(Selected extract)
===

HPC Session 02 OpenMP

Posted Nov 15, 2024

8 min read

OpenMP

OpenMP is a …

abbreviation for Open Multi Processing
allows programmers to annotate their C/FORTRAN code with parallelism specs
portability stems from compiler support
standard defined by a consortium (www.openmp.org)
driven by AMD, IBM, Intel, Cray, HP, Nvidia, . . .
“old” thing currently facing its fifth (5.2) generation (1st: 1997, 2nd: 2000; 3rd: 2008; 4th: 2013, 5th: 2018)
standard to program embarrassingly parallel accelerators – i.e., GPGPU We’ve come a long way from manual loop unrolls in OpenCL…
Way to iteratively parallelise serial code by identifying opportunities for concurrency

A first example

  
const int size = ...
int a[size];
#pragma omp parallel for
for( int i=0; i<size; i++ ) {
  a[i] = i
}

OpenMP for C is a preprocessor(pragma)-based extension (annotations, not API)
- Implementation is up to the compiler (built in to recent GNU and Intel compilers; before additional precompiler required)
- Implementations internally rely on libraries (such as pthreads)
- Annotations that are not understood should be ignored (don’t break old code)

===

(Given request A)
Could you quote the OpenMP session notes from "OpenMP for C" to "break old code)"?

Dataset entries:
===

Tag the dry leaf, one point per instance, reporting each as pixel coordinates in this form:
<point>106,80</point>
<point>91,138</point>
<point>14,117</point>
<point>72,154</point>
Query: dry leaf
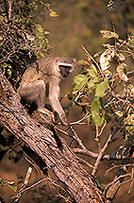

===

(Given request B)
Would you print all the records above line for line, leaving out the pictures?

(Complete output A)
OpenMP for C is a preprocessor(pragma)-based extension (annotations, not API)
- Implementation is up to the compiler (built in to recent GNU and Intel compilers; before additional precompiler required)
- Implementations internally rely on libraries (such as pthreads)
- Annotations that are not understood should be ignored (don’t break old code)

(Complete output B)
Tag the dry leaf, one point per instance, reporting each as pixel coordinates in this form:
<point>106,80</point>
<point>91,138</point>
<point>14,117</point>
<point>72,154</point>
Query: dry leaf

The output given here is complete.